TASK DESCRIPTION – Please quote the passage below on late-1950s Party campaigns from "These campaigns went" to "served strategic aims.".

DOCUMENT PASSAGE –

In the late 1950s, the Party leadership used its influence over the mass organizations to
initiate a variety of campaigns that aimed at creating mass support for their ambitious
plans in terms of economic performance and in terms of changing the structure of society.
These campaigns went along with numerous competitions, with slogans such as „Arbeite mit,
Plane mit, Regiere mit“ („take part in the work, take part in the planning, take part in
the government“) or „Greif zur Feder, Kumpel!“ („take up your pen, miner/mate (synonymous
in German)“), " Für Frieden, Wohlstand, Glück, decken wir den Tisch der Republik" ("For
peace, welfare and happiness, we are setting the table for the republic’s birthday“), and
"Pionierexpreß der guten Taten" ("Pioneer express train of good deeds").
At the Fifth Conference of the Socialist Unity Party (SED) in 1958, it was decided to
'complete the foundations of socialism by 1965'. Such abstract formulas contrasted
strikingly with the complex nature of society. However, these slogans did not simply
express wishful thinking on the part of the ideologists; they also served strategic aims.

RAW RECORDS –
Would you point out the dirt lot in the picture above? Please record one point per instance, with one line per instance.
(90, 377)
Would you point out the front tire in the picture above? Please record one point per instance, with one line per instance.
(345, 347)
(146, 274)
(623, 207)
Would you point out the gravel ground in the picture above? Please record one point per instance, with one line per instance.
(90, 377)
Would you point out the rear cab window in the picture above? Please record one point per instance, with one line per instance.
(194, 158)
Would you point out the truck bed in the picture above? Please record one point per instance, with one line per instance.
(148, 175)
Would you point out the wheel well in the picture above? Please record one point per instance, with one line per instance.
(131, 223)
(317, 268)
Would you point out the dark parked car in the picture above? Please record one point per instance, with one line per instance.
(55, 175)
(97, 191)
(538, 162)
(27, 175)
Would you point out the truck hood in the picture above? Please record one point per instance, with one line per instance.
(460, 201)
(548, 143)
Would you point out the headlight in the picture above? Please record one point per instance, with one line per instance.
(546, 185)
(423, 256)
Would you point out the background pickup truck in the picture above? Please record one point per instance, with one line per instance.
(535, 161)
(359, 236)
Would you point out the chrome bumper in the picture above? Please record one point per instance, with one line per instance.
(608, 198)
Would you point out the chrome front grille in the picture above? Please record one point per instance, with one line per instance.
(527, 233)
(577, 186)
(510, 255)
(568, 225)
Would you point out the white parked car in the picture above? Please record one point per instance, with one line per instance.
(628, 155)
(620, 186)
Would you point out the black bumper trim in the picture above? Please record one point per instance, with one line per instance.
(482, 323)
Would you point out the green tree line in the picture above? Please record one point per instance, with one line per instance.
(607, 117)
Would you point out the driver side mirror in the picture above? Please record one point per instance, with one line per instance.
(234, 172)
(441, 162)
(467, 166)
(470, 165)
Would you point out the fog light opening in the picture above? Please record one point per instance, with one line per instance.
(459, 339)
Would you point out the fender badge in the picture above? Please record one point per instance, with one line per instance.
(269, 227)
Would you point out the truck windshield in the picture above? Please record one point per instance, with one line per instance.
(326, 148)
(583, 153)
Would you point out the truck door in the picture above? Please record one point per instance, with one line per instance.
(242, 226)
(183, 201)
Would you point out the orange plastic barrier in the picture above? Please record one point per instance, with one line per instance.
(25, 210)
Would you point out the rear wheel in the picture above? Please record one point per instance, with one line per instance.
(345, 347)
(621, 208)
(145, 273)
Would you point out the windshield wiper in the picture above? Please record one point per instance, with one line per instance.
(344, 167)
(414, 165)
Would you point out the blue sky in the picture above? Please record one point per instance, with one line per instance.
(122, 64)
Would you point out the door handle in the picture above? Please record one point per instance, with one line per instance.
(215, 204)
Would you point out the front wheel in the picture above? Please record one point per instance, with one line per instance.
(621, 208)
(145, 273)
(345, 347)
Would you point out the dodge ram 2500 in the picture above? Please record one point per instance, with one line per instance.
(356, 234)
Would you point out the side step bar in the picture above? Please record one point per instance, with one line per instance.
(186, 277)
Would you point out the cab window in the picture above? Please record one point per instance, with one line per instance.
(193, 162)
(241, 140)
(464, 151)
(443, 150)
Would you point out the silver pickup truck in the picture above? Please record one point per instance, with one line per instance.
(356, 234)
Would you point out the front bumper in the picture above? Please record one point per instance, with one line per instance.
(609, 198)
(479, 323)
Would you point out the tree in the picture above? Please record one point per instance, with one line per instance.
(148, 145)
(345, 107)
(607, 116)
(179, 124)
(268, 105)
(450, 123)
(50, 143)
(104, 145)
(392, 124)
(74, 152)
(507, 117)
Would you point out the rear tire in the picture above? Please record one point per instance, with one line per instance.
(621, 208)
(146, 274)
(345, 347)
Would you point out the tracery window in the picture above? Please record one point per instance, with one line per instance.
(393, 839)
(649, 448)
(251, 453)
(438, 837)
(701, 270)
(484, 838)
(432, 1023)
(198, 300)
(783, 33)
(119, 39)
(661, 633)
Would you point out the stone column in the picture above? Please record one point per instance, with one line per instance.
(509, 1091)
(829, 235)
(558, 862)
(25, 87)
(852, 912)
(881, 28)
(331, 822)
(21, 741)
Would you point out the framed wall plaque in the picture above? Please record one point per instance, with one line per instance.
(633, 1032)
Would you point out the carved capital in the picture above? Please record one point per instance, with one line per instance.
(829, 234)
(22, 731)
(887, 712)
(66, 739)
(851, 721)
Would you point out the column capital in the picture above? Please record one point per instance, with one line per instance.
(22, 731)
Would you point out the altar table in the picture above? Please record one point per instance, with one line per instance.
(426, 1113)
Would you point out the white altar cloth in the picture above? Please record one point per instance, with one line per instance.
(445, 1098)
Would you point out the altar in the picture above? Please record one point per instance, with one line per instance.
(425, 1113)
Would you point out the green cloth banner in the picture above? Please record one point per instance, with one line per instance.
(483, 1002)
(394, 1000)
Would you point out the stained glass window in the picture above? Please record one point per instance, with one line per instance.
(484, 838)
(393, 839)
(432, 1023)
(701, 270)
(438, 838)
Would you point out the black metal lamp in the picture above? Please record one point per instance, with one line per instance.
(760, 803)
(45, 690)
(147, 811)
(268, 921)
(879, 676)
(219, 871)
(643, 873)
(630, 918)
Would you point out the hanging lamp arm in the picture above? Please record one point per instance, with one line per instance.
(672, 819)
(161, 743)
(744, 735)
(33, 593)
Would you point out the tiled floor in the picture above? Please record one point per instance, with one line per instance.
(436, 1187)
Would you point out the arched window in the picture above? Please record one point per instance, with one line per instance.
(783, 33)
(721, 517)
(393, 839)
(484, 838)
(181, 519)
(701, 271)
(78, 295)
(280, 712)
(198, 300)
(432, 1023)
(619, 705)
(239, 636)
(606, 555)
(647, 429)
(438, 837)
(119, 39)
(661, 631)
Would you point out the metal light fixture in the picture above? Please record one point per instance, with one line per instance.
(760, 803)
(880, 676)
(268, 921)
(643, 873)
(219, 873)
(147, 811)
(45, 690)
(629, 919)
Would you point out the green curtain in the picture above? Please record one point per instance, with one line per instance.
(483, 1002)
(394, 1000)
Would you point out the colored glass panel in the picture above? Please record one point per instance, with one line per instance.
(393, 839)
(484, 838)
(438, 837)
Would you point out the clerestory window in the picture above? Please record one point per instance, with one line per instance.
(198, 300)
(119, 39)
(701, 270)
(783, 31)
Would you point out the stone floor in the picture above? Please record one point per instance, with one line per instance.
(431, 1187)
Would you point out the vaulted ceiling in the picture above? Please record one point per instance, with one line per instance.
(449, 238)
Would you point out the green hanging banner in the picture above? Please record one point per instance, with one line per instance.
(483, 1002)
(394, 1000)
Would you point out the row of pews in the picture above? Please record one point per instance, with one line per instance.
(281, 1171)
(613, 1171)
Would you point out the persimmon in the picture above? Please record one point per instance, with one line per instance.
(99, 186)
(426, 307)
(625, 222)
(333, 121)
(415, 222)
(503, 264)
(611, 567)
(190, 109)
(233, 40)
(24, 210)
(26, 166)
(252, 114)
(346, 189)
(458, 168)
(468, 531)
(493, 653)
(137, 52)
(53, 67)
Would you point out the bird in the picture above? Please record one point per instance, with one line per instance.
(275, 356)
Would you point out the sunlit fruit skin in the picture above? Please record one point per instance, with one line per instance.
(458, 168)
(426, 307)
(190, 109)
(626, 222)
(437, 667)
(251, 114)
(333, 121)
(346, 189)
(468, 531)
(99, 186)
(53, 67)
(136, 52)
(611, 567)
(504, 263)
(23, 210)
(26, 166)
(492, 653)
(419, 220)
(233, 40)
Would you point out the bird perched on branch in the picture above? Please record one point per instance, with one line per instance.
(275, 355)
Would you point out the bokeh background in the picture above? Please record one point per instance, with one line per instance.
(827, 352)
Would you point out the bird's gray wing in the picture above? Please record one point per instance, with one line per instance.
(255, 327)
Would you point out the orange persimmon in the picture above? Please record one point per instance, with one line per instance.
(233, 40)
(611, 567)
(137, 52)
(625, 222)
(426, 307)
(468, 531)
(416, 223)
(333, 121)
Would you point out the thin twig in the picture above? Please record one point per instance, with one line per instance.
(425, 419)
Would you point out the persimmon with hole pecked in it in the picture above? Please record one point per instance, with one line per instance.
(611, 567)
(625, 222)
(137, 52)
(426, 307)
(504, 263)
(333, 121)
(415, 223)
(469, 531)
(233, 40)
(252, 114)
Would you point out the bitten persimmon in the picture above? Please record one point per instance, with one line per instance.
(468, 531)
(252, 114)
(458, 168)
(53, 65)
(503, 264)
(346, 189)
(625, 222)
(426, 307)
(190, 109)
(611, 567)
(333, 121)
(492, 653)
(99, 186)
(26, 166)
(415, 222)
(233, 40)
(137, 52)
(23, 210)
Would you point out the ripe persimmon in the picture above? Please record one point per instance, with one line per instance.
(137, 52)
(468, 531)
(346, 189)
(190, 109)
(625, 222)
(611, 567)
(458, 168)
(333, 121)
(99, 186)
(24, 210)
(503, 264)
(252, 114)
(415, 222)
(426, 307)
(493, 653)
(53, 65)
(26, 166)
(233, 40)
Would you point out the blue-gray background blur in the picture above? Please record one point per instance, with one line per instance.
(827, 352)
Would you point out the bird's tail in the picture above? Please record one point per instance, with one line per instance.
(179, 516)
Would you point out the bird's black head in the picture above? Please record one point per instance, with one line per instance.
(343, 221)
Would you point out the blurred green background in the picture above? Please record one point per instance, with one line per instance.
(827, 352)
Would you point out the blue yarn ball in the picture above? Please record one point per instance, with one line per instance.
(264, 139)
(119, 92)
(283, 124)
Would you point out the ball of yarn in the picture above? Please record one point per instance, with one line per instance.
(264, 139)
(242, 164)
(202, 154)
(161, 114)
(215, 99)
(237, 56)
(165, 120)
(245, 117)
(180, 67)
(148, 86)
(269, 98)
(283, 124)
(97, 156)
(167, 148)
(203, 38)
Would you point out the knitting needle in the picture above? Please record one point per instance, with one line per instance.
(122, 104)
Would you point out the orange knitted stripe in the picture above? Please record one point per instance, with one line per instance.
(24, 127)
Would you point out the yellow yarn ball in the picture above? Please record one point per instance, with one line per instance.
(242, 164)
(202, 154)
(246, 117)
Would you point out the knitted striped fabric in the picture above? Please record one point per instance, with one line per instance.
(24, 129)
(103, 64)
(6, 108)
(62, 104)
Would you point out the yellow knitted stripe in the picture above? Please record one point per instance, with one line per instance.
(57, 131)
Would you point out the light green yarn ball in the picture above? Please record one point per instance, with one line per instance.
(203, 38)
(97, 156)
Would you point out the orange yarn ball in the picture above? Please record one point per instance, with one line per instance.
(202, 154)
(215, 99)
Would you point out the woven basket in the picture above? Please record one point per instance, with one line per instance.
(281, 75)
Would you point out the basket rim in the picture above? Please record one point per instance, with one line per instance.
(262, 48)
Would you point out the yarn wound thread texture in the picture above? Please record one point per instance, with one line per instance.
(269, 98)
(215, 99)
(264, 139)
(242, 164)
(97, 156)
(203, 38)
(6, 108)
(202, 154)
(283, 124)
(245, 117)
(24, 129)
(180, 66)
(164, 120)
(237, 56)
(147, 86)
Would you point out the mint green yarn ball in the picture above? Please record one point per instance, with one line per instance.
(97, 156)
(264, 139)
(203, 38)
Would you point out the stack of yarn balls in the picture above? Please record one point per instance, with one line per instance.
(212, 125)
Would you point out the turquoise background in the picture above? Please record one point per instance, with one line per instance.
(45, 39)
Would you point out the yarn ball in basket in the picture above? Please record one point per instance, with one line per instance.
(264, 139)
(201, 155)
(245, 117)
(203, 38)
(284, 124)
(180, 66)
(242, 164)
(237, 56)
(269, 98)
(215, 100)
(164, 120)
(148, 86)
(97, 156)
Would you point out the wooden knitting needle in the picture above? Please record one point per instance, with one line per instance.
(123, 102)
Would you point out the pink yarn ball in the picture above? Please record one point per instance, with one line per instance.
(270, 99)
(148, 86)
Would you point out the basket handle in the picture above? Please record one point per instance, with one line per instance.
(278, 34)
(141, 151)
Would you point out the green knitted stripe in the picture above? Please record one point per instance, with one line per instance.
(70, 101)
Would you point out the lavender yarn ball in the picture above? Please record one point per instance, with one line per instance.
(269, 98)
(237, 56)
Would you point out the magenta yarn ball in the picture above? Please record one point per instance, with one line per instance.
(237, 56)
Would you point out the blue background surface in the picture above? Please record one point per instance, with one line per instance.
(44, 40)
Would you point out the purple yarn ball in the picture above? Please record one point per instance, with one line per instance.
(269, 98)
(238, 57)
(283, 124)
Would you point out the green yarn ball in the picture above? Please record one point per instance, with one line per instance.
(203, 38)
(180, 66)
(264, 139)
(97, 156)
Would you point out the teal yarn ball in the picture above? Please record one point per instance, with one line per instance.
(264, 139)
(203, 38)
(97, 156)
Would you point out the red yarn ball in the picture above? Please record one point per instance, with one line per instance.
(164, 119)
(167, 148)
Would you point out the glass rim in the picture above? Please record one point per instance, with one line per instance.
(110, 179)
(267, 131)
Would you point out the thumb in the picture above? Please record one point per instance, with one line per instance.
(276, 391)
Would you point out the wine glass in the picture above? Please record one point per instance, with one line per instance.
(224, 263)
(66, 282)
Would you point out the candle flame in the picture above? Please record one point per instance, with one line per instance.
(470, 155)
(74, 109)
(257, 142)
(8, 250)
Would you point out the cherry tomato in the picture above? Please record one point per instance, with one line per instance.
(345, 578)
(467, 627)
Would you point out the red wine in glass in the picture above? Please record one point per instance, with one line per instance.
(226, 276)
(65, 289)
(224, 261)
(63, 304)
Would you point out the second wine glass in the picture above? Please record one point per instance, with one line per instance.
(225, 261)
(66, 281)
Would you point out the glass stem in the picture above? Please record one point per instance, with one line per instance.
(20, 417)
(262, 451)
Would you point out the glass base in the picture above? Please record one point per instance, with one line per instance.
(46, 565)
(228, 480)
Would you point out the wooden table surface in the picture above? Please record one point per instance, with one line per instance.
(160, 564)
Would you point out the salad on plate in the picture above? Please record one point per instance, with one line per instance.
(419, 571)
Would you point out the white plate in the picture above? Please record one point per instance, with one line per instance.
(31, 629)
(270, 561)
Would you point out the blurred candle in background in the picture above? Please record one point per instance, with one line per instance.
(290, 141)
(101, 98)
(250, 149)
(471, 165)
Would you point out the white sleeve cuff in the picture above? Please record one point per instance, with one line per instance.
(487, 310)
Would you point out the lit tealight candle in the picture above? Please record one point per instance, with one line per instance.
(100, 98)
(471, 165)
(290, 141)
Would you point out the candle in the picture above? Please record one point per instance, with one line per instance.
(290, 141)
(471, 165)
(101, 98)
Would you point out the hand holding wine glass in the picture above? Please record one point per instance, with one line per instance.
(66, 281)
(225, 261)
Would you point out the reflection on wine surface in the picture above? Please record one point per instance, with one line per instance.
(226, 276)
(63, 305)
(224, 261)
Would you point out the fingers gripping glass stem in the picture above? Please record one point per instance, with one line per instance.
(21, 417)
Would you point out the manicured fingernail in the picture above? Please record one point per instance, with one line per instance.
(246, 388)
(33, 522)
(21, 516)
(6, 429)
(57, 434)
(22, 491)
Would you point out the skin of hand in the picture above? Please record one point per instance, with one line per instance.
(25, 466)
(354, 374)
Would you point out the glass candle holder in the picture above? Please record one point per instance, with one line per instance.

RESULT OF THIS TASK –
These campaigns went along with numerous competitions, with slogans such as „Arbeite mit,
Plane mit, Regiere mit“ („take part in the work, take part in the planning, take part in
the government“) or „Greif zur Feder, Kumpel!“ („take up your pen, miner/mate (synonymous
in German)“), " Für Frieden, Wohlstand, Glück, decken wir den Tisch der Republik" ("For
peace, welfare and happiness, we are setting the table for the republic’s birthday“), and
"Pionierexpreß der guten Taten" ("Pioneer express train of good deeds").
At the Fifth Conference of the Socialist Unity Party (SED) in 1958, it was decided to
'complete the foundations of socialism by 1965'. Such abstract formulas contrasted
strikingly with the complex nature of society. However, these slogans did not simply
express wishful thinking on the part of the ideologists; they also served strategic aims.